> _Document text_
============
Theorem pmaple 39755

Description: The projective map of a Hilbert lattice preserves ordering. Part of Theorem 15.5 of [MaedaMaeda] p. 62. (Contributed by NM, 22-Oct-2011.)

Hypotheses

Ref	Expression
pmaple.b	⊢ 𝐵 = (Base‘𝐾)
pmaple.l	⊢ ≤ = (le‘𝐾)
pmaple.m	⊢ 𝑀 = (pmap‘𝐾)

Assertion

Ref	Expression
pmaple	⊢ ((𝐾 ∈ HL ∧ 𝑋 ∈ 𝐵 ∧ 𝑌 ∈ 𝐵) → (𝑋 ≤ 𝑌 ↔ (𝑀‘𝑋) ⊆ (𝑀‘𝑌)))

Proof of Theorem pmaple

Dummy variable 𝑝 is distinct from all other variables.

Step	Hyp	Ref	Expression
1		hlpos 39359	. . . . 5 ⊢ (𝐾 ∈ HL → 𝐾 ∈ Poset)
2		pmaple.b	. . . . . . . . . 10 ⊢ 𝐵 = (Base‘𝐾)
3		eqid 2729	. . . . . . . . . 10 ⊢ (Atoms‘𝐾) = (Atoms‘𝐾)
4	2, 3	atbase 39282	. . . . . . . . 9 ⊢ (𝑝 ∈ (Atoms‘𝐾) → 𝑝 ∈ 𝐵)
============
> _Data shown_
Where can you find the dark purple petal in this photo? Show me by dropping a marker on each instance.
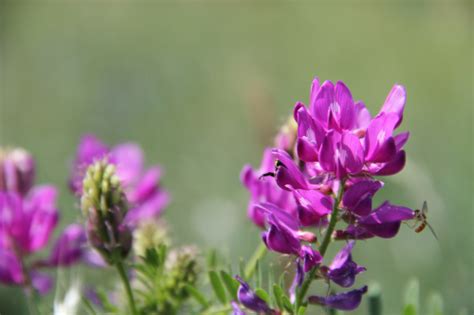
============
> _Things to do_
a) Summarize the pmaple theorem page in two sentences.
b) In the proof on the pmaple theorem page, what justifies step 4, the statement that p in Atoms(K) implies p in B? Answer in one or two sentences.

> _Exercise solutions_
a) Theorem pmaple states that the projective map of a Hilbert lattice preserves ordering: for K in HL and X and Y in the base B of K, X ≤ Y holds exactly when M(X) is a subset of M(Y), where M is the projective map of K. It is part of Theorem 15.5 of [MaedaMaeda] p. 62 and was contributed by NM on 22-Oct-2011.

b) Step 4 is obtained by applying atbase 39282 to steps 2 and 3. Those steps state that B equals Base(K) and that Atoms(K) equals Atoms(K).